• **OBJECTIVE A**:
Which relatives of Emily Dickinson does the excerpt about her letters mention?

• **SELECTED TEXT**:
·····

SELECTIONS FROM THE UNPUBLISHED LETTERS OF EMILY DICKINSON TO HER BROTHER'S FAMILY

CHOSEN AND ARRANGED BY HER NIECE

MARTHA DICKINSON BIANCHI


I

'Would you rather I wrote you what I am doing here or who I am loving there?' asked Emily Dickinson in a letter from Washington, where, as a girl, she went with her father during his Congressional term. And we who knew her best wish that she could write us now what she is 'doing there,' confident of her unique fitness to be the scribe of immortality.

Her letters and notes to her brother's family, sacredly hoarded by them and denied publication, contain numberless phrases of universal truth, written as they were a lifetime ago by this shy recluse in her retired New England home, intrenched by lilacs and guarded by bumble-bees.

·····

Point placement records
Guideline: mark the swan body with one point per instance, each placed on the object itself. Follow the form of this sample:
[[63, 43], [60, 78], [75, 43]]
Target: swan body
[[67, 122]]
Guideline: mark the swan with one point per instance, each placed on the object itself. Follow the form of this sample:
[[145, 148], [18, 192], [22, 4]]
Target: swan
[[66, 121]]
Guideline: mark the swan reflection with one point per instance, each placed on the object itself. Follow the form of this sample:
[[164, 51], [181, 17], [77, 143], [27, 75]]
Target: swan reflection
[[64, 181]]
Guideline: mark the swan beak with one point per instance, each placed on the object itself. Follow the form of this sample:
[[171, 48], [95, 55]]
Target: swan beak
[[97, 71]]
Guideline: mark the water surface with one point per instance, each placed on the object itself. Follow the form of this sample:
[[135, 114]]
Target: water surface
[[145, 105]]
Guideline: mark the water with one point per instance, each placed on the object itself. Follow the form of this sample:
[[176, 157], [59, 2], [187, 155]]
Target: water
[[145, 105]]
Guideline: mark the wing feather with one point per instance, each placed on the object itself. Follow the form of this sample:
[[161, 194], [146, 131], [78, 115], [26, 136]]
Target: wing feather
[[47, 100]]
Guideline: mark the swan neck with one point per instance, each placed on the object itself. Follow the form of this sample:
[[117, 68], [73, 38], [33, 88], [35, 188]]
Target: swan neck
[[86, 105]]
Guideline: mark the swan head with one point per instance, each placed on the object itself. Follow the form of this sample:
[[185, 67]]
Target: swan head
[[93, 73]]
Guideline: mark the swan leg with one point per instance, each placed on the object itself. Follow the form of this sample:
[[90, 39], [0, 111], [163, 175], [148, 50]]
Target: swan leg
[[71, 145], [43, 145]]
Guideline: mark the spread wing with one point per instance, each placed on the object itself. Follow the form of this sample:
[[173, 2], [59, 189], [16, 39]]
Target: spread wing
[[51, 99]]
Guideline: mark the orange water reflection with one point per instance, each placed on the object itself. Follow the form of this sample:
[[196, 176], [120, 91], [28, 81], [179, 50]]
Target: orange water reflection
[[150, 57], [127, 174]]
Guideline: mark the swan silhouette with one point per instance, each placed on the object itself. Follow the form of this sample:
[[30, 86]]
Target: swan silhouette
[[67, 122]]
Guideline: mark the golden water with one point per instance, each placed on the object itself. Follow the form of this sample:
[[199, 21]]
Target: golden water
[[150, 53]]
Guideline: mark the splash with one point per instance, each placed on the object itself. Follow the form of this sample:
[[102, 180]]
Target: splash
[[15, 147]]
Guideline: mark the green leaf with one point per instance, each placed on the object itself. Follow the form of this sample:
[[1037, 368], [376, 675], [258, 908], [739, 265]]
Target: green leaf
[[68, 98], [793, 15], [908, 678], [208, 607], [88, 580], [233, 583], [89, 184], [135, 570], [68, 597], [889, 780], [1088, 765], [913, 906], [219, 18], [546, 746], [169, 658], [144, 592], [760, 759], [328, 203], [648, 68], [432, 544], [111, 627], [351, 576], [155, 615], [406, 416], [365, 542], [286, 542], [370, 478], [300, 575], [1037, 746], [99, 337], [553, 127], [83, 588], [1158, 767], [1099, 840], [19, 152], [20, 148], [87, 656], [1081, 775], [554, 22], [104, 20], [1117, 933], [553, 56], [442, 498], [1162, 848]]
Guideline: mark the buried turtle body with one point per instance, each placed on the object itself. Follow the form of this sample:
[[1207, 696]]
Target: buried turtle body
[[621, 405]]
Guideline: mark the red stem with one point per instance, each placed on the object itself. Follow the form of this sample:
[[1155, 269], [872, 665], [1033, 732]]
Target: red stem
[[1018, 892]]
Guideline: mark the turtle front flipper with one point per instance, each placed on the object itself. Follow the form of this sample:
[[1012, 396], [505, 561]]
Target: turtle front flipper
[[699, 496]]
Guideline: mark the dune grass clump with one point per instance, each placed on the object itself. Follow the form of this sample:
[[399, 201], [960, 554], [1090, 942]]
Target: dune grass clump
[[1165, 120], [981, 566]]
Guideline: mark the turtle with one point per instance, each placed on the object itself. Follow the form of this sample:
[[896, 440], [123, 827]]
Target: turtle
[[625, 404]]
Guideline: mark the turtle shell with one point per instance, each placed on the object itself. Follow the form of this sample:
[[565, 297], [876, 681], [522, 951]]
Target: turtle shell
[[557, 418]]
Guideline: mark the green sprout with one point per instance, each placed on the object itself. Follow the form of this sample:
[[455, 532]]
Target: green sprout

·····

• **OBJECTIVE B**:
Could you transcribe the point placement listing from the line containing "Guideline: mark the turtle with" through the end of the listing?

• **CORRECT ANSWER A**:
Her father, her brother (and his family), and her niece, Martha Dickinson Bianchi.

• **CORRECT ANSWER B**:
Guideline: mark the turtle with one point per instance, each placed on the object itself. Follow the form of this sample:
[[896, 440], [123, 827]]
Target: turtle
[[625, 404]]
Guideline: mark the turtle shell with one point per instance, each placed on the object itself. Follow the form of this sample:
[[565, 297], [876, 681], [522, 951]]
Target: turtle shell
[[557, 418]]
Guideline: mark the green sprout with one point per instance, each placed on the object itself. Follow the form of this sample:
[[455, 532]]
Target: green sprout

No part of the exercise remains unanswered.